MATERIAL FOR THE TASK:
━━━━

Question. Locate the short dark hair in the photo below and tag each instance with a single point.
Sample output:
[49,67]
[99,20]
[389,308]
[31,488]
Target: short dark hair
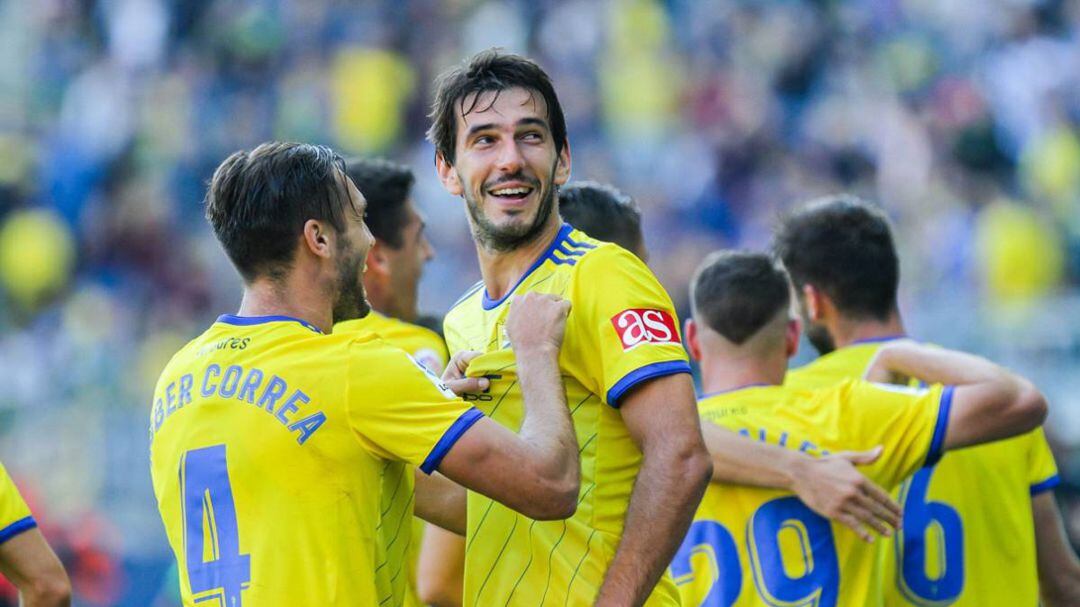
[844,246]
[386,186]
[488,70]
[258,202]
[602,212]
[736,293]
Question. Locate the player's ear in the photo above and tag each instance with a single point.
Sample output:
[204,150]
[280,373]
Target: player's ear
[378,260]
[814,302]
[692,342]
[316,239]
[447,175]
[792,337]
[563,165]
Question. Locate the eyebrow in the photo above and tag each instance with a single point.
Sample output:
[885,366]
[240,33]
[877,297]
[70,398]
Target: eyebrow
[523,122]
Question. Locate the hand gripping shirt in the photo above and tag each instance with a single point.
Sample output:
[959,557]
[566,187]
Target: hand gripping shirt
[269,441]
[400,530]
[968,537]
[752,547]
[621,332]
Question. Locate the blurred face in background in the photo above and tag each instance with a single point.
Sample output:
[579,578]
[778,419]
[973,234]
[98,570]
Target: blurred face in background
[505,167]
[400,269]
[351,251]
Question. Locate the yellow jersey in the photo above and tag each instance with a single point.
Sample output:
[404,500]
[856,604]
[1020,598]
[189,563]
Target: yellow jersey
[15,516]
[400,530]
[968,535]
[269,441]
[621,332]
[754,547]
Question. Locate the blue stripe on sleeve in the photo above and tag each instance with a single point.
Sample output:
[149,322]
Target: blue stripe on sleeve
[1045,485]
[16,528]
[643,374]
[449,437]
[939,439]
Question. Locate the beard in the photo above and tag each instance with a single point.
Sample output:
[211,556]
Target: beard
[351,302]
[510,238]
[819,337]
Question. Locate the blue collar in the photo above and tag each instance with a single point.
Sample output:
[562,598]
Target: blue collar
[247,321]
[563,234]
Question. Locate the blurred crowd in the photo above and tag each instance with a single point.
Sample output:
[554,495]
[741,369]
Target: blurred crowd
[962,119]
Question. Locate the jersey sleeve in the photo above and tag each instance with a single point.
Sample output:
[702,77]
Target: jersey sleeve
[400,410]
[1042,470]
[15,516]
[908,422]
[624,327]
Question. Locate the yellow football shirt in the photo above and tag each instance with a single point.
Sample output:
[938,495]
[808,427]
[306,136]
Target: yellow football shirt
[754,547]
[621,332]
[968,537]
[401,531]
[269,441]
[15,516]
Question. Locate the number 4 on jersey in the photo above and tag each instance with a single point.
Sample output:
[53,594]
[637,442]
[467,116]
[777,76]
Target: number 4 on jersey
[211,537]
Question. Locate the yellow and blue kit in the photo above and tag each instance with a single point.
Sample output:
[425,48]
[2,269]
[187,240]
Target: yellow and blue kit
[269,443]
[401,531]
[15,516]
[968,535]
[754,547]
[621,332]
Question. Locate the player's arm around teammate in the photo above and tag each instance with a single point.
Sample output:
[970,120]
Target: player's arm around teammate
[537,472]
[988,402]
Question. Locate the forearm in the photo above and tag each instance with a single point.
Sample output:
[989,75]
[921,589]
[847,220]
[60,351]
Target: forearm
[738,460]
[547,428]
[935,365]
[661,508]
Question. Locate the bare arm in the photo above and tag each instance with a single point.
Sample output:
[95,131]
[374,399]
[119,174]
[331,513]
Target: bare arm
[662,418]
[989,403]
[829,485]
[440,501]
[31,566]
[537,471]
[1058,566]
[442,568]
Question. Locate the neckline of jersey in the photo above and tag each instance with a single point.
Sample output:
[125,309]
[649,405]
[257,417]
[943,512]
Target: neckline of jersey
[247,321]
[489,304]
[878,339]
[737,389]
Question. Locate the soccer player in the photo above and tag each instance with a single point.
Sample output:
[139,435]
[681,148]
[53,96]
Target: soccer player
[953,548]
[604,213]
[25,557]
[394,265]
[753,547]
[270,433]
[501,145]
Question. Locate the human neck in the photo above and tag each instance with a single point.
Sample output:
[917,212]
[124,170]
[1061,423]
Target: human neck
[724,374]
[846,332]
[502,269]
[265,297]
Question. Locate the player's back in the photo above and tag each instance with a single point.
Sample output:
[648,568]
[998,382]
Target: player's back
[753,547]
[968,535]
[621,329]
[268,444]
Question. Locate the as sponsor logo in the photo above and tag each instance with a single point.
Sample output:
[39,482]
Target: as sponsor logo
[640,325]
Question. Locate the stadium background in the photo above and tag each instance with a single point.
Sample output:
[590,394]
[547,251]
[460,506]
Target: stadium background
[961,118]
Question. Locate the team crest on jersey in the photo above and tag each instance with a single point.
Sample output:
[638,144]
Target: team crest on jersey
[639,325]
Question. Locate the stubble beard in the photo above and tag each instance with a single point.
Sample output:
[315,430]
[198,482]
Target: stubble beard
[510,238]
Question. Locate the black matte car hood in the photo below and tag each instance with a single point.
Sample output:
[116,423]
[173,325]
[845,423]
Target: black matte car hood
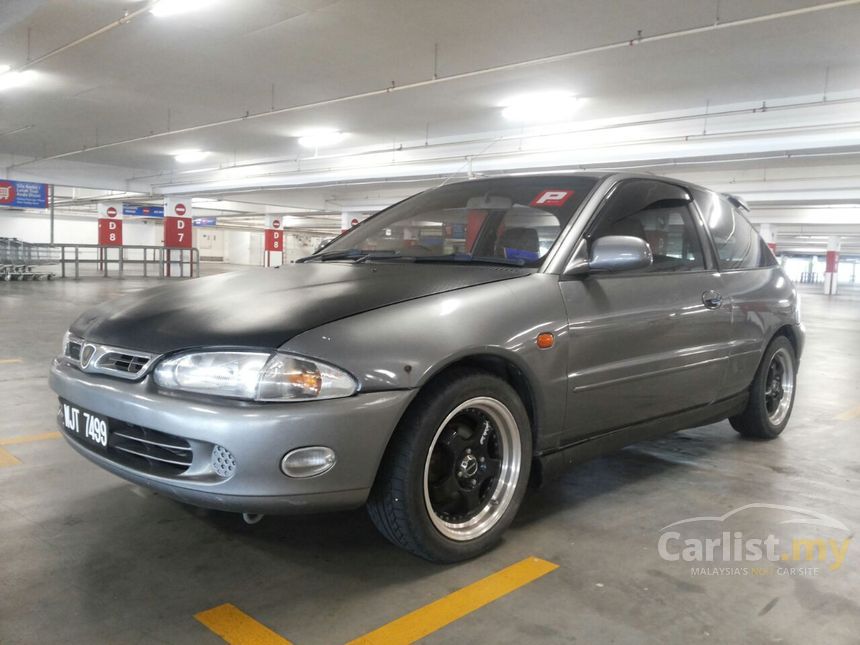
[267,307]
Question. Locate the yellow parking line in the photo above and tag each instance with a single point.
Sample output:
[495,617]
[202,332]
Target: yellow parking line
[436,615]
[8,459]
[29,438]
[853,413]
[238,628]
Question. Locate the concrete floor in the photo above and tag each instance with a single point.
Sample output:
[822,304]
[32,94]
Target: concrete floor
[88,558]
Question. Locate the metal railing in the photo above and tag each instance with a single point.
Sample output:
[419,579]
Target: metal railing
[119,261]
[18,260]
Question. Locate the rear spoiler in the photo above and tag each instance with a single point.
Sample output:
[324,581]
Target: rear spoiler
[737,201]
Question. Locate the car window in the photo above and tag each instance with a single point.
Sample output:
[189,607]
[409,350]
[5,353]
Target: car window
[738,244]
[658,213]
[511,220]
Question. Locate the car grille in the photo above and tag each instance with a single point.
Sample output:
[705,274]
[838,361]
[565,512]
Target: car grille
[73,350]
[148,450]
[128,363]
[113,361]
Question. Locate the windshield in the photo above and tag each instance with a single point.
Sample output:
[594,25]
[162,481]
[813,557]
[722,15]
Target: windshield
[512,220]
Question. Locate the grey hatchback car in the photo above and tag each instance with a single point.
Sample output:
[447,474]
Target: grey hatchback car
[433,360]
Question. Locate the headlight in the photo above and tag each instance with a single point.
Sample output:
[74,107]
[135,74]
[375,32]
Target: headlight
[254,375]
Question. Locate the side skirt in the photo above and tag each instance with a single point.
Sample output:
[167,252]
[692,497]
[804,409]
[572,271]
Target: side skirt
[551,464]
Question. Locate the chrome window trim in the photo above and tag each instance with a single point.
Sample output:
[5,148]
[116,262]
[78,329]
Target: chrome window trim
[93,365]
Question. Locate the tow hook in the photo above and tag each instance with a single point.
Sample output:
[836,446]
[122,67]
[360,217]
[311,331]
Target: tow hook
[252,518]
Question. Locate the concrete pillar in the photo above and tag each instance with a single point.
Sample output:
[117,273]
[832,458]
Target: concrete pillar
[831,265]
[768,234]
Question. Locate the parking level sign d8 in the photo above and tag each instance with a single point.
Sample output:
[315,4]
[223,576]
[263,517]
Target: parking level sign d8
[110,232]
[177,232]
[274,240]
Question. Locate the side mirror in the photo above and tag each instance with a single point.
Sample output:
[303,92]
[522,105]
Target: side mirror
[611,253]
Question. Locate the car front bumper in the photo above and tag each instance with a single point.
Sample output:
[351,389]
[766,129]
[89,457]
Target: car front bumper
[258,436]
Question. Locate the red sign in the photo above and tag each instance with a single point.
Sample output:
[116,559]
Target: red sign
[110,232]
[274,240]
[177,231]
[552,198]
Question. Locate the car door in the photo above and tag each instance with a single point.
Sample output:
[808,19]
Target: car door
[753,286]
[646,343]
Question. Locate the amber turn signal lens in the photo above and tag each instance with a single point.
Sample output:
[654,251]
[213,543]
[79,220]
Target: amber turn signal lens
[545,340]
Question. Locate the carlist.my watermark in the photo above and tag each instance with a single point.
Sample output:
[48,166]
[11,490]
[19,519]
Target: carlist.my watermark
[802,543]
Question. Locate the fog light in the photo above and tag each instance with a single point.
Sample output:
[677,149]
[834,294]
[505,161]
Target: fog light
[307,462]
[223,462]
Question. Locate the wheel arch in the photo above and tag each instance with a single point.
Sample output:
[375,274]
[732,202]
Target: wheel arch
[789,332]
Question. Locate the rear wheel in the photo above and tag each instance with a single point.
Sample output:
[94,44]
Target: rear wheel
[456,470]
[772,393]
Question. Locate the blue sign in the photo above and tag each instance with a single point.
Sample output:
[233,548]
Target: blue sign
[23,194]
[138,210]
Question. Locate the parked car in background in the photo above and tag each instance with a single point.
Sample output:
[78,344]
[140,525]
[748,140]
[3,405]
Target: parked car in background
[433,359]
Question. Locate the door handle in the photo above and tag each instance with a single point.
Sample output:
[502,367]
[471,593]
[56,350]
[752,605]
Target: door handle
[712,299]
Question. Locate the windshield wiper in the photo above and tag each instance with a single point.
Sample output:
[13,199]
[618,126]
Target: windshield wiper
[357,255]
[449,257]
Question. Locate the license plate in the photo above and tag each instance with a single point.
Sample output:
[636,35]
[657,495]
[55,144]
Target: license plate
[88,426]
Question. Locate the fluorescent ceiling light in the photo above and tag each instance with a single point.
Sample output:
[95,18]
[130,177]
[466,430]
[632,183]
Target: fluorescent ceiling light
[9,80]
[167,8]
[190,156]
[541,107]
[321,138]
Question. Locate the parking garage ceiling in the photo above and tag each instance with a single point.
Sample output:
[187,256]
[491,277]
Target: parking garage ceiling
[757,98]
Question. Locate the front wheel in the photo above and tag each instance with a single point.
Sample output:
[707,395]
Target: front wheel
[772,393]
[456,470]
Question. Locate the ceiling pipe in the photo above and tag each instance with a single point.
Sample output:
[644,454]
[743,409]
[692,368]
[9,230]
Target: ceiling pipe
[638,40]
[127,17]
[553,133]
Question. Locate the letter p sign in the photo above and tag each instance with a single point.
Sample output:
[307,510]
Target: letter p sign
[552,198]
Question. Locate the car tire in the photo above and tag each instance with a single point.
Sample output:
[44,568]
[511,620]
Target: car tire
[456,469]
[771,394]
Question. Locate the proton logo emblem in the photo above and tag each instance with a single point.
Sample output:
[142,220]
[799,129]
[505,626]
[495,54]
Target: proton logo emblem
[469,466]
[87,355]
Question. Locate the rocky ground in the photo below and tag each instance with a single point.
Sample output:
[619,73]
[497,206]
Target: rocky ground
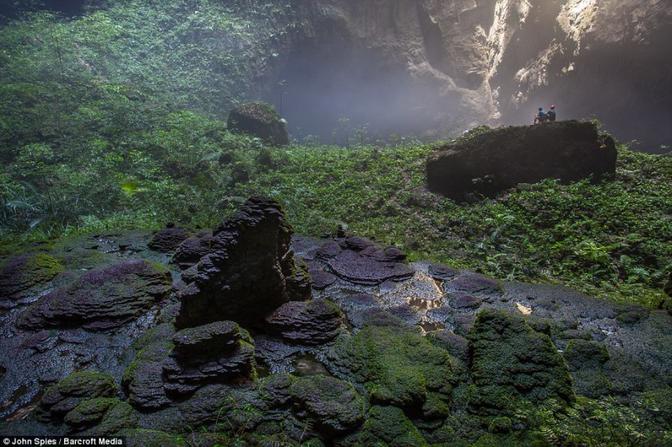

━━━━

ACTIVITY: Please restate word for word the lines above, starting with the line that holds "Question. Locate the rocky" and ending with the final line of the records, while leaving out pictures.

EXPECTED ANSWER:
Question. Locate the rocky ground in the photo below and tag each instance with a single point.
Sample output:
[619,73]
[497,206]
Target: rocky ground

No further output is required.